§ Text extract

☆ ☆ ☆ ☆ ☆ ☆ ☆

PayPal 1099 Taxes: The Complete Guide
Whether you sell on eBay, your own website, run a brick and mortar retail store, or freelance, filing your PayPal 1099 tax forms can feel intimidating. From writing off tax deductions to estimating your self employment 1099 tax rate, making a mistake can have harsh legal consequences.
Rest assured that if you follow the advice in this guide, you will have all the tools you need to file your taxes correctly.
You will discover:
- How to file your PayPal 1099 taxes
- Which 1099 you will need
- How and when you will get your 1099 form
- When you need to report your PayPal 1099 taxes
- The penalties for filing late
- Which expenses you can write off as a merchant or freelancer
- How to automate your business expense tracking
How to File Your PayPal 1099 form?
Filing your Paypal 1099 taxes is simple. I know when you hear the words taxes and simple in the same sentence you may be skeptical. We are going to address all of your concerns in this section.
The first step on your journey will be figuring out which 1099 form to file.
Which 1099 Form Will I Need? 1099-NEC vs 1099-K
There are two options of 1099 forms that you could have to file:
- The Form 1099-K. If you processed over $20,000 in payment volume and you had 200 or more transactions, PayPal and other payment settlement companies are required to send you a 1099-K in most states.
- If you had less than $20,000 and 200 or fewer transactions, then you usually have to file the 1099-NEC Nonemployee Compensation. This is replacing the Form 1099-MISC Miscellaneous income from previous tax years.
Both 1099 income forms are used for reporting income to the IRS but vary depending on the state you live in and how much in payment transactions were processed for you.

☆ ☆ ☆ ☆ ☆ ☆ ☆

§ Tasks to complete
**a)** In the PayPal 1099 guide, which earlier form is the 1099-NEC replacing?
**b)** Please echo the PayPal 1099 guide word for word, starting at "Which 1099 Form Will" and ending at "processed for you.".

§ Data segment
☆ ☆ ☆ ☆ ☆ ☆ ☆

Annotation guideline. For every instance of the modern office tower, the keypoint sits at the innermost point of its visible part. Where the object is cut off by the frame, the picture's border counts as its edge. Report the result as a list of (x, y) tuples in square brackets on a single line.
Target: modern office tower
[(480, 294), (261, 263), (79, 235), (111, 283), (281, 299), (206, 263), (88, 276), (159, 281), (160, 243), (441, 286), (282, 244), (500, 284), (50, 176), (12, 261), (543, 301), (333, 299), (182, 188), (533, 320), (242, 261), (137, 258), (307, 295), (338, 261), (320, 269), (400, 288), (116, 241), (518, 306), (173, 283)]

☆ ☆ ☆ ☆ ☆ ☆ ☆

§ Answers to the exercise
**a)** The Form 1099-MISC Miscellaneous income from previous tax years.

**b)**
Which 1099 Form Will I Need? 1099-NEC vs 1099-K
There are two options of 1099 forms that you could have to file:
- The Form 1099-K. If you processed over $20,000 in payment volume and you had 200 or more transactions, PayPal and other payment settlement companies are required to send you a 1099-K in most states.
- If you had less than $20,000 and 200 or fewer transactions, then you usually have to file the 1099-NEC Nonemployee Compensation. This is replacing the Form 1099-MISC Miscellaneous income from previous tax years.
Both 1099 income forms are used for reporting income to the IRS but vary depending on the state you live in and how much in payment transactions were processed for you.